Did you take an animation class, or anything like that?

No, not a traditional one. I’ve never taken an art class, never taken an animation class. [UCSB] is very theory based and history based, that’s kind of where my outlook on film comes from.

Would you say that UCSB changed the way you look at film, or was it a natural development, the way you were already thinking about it?

Really, the stories matured because of film school—finding new ways to say something through film. Certainly taking the analysis and history and theory classes makes you a better storyteller without even knowing it, from learning the relationship of a film to its audience, how sound works, how time and narrative works.

Would you describe yourself as an animator, or a filmmaker that works in animation?

A filmmaker who works in animation, absolutely.

How would you describe yourself as a filmmaker: as a thinker or as a feeler?

Animation is kind of misleading because a lot of people see it and it’s just a bunch of drawings and they think it’s just pure feeling, pure art form. But when you’re literally constructing every frame with your hands, there’s a lot of math involved. There’s a lot of technical stuff to worry about that you don’t worry about in a live-action film and it’s easy to get bogged down when you’re literally looking at comic timing as math and numbers and something’s funnier when you subtract or add. It’s a very strange way to create something. those animators who do get bogged down in the technique get very wrapped up in the drawings and get very wrapped up in the animation itself and the visuals, without paying that sort of microscopic attention to the story. So what we try to do instead is not have to start a film with a completed script. We improvise as much as we can to have the sort of freedom to keep things fresh, to keep things moving—and to play. And that way, despite all the technical thinking you’ve still got freedom to move around and you’re not tied down by anything.

I’m sure a lot of people have asked you about the "deeper meanings" in your films. Do your films have deeper meanings, and if so, who puts them there—you, the viewers, the critics?
= = = = =
Written task A: In the animation interview, what does the filmmaker say UCSB's program is based on?
Written task B: Carry on the animation interview from the point where it stops.
= = = = =
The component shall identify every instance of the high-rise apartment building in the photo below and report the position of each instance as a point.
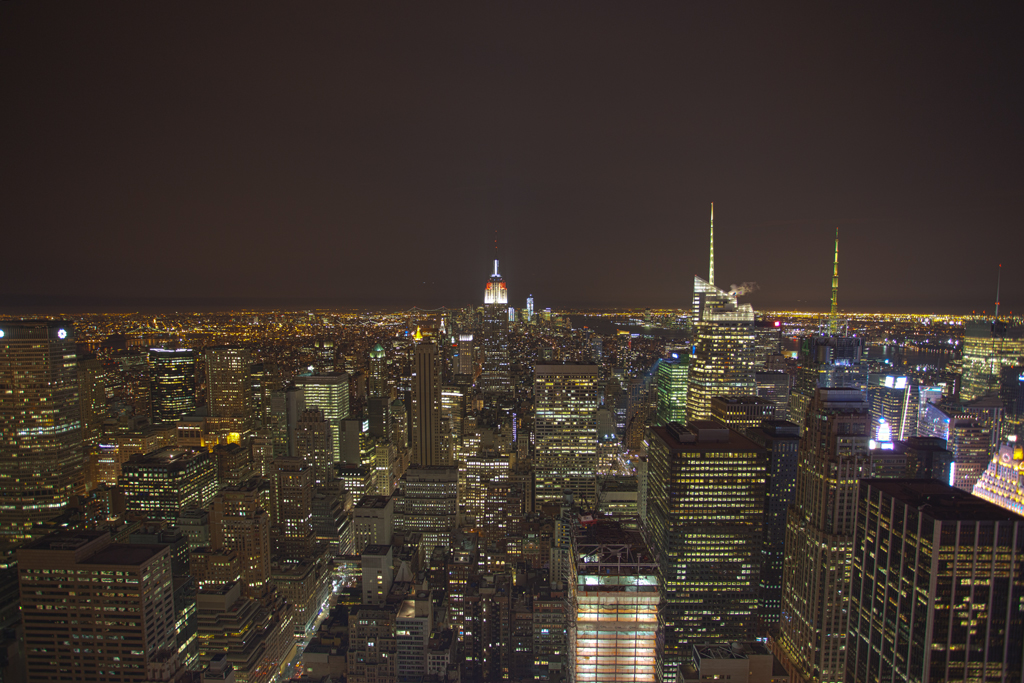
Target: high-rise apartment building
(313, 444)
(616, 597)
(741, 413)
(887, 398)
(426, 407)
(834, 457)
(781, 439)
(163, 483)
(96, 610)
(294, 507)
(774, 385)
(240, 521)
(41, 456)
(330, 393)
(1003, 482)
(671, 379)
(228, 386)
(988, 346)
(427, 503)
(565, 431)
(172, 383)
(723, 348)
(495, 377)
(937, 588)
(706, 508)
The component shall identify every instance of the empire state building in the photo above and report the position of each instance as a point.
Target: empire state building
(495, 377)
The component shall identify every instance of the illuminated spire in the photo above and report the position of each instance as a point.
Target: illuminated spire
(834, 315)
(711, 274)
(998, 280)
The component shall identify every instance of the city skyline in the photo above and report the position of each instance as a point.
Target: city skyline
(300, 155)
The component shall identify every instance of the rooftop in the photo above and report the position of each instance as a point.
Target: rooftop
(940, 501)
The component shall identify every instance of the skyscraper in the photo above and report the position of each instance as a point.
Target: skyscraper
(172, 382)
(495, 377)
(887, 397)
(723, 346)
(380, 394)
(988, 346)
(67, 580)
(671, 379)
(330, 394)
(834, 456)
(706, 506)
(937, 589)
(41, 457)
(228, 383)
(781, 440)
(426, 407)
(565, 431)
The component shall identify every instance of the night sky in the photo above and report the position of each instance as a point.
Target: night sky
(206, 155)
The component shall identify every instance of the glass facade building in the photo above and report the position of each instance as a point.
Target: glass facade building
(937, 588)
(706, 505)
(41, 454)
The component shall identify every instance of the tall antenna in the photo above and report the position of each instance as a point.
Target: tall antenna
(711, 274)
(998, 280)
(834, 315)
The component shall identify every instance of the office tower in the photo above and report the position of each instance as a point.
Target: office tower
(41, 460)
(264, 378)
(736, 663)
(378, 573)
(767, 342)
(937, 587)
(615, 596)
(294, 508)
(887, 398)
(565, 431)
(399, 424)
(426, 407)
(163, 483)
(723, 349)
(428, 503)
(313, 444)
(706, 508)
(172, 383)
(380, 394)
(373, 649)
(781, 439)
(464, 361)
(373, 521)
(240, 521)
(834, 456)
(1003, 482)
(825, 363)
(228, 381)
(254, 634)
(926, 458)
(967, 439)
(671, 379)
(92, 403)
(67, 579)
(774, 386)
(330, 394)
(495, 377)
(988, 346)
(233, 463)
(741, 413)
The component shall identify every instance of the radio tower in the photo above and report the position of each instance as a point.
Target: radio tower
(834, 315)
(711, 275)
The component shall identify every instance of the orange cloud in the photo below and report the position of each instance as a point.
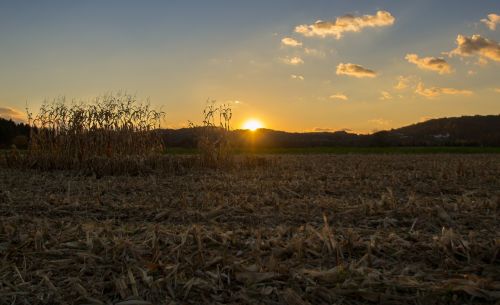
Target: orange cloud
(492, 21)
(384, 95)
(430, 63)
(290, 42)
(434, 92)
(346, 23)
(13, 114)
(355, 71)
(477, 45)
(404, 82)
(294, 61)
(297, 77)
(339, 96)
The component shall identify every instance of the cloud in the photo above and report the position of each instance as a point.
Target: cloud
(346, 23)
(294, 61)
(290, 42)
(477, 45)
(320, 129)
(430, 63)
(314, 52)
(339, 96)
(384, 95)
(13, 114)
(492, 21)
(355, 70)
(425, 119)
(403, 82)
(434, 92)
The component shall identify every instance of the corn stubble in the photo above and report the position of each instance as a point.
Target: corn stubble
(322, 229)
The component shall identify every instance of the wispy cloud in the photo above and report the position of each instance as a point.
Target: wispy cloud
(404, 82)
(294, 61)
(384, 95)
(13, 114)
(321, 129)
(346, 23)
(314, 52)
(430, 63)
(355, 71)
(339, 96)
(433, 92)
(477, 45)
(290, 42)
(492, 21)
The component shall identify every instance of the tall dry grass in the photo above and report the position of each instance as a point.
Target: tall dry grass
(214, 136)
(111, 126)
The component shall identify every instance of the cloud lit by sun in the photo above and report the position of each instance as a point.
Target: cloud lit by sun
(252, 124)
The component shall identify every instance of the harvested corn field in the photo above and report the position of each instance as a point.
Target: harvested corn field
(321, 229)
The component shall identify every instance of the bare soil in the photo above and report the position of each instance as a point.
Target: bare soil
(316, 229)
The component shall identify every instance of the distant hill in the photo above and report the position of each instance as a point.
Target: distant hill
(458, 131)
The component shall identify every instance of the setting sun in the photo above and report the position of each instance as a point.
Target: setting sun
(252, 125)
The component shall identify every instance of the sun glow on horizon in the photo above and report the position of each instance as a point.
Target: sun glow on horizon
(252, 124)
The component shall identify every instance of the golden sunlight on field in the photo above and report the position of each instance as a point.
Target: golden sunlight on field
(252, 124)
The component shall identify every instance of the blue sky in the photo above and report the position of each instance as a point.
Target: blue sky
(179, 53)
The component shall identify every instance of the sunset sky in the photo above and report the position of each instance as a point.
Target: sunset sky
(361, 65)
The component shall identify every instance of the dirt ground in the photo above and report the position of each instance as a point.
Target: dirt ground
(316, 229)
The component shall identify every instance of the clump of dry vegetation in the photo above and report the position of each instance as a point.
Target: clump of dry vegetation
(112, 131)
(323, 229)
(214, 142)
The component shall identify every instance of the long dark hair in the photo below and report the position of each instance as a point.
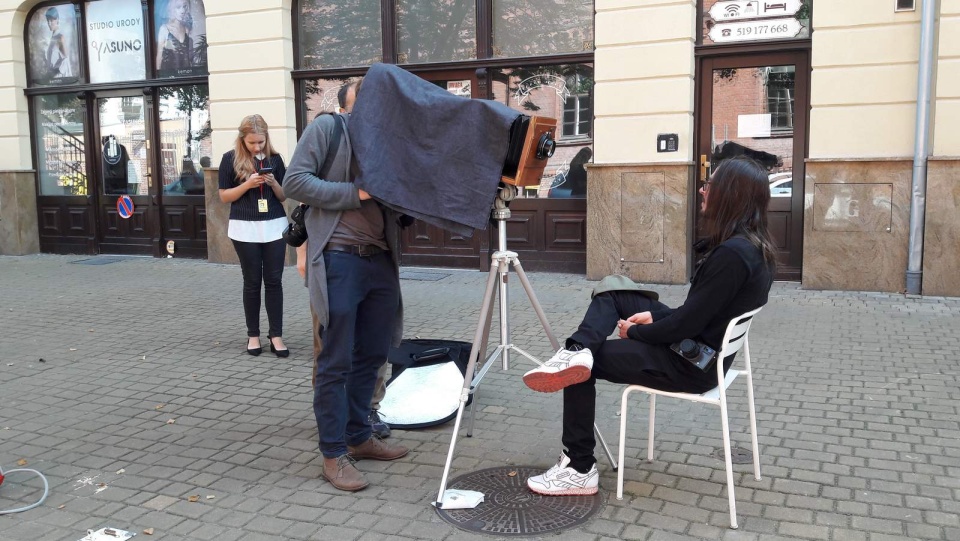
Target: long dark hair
= = = = =
Expected output A: Theory and history.

Expected output B:
Sure they do. They’re there, but they’re not always the ones people see, and that’s fine. Every festival I went to that Billy’s Balloon played, people would just grab me by the lapels and demand, "What does this film mean?!" We’ve gotten the most random, and great, interpretations of that. Somebody thought it was about alcoholism. Somebody thought it was about children in America and their place in society—all these great deep meanings. Of course there’s something going on there, there’s always a metaphor, there’s always something represented. But one of the things I’ve always hated, if I can go back to the music analogy: let’s say you have a favorite band and you have a favorite song and you grew up with this band and you love this song and you’ve heard it all your life and you play it over and over. It means something to you. Maybe the lyrics are a little obscure and you’re not sure what it meant when it was written, but over time it’s grown on you in its own way. I hate it when you then read an interview with the writer of the song and he says, "That song was about the struggles of amputees in South America," and it completely invalidates the whole song for you. And all of a sudden the song that meant so much to you is just meaningless. I’d hate to do that, on any level. I never talk about what’s behind it. I think it’s not for me to say after it’s done. It’s something that once the film’s out there, it is its own animal and your interpretation of the film is going to be just as valid as what I meant. Ideally, what I meant might come through to you, but I don’t like to say anybody’s wrong, so I just don’t say anything. It’s the critic’s job to find that stuff and the audience’s job to feel that stuff, but it’s also something I’m not always totally conscious of, either. I’ve never met a director who puts every little meaning in there intentionally. A lot of it is intuition and a lot of it is accident. I can tell plenty of stories about little accidents that happen on a production or things you have to compromise on and it ends up seeming really profound. And you have to go with it because it makes sense and it feels right. And after the fact people read into that and you don’t want to burst their bubble about it.

So other people find something that wasn’t really there?

Well, it’s a little of both. For instance, you can start with the stick figures. When Lily and Jim came out, a lot of critics were said, "It’s so ingenious about how they use these crude little stick figures, yet they’re having these really adult conversations and adult situations, etc, etc, ...the childishness of dating," and all of that.

Like ironic juxtaposition.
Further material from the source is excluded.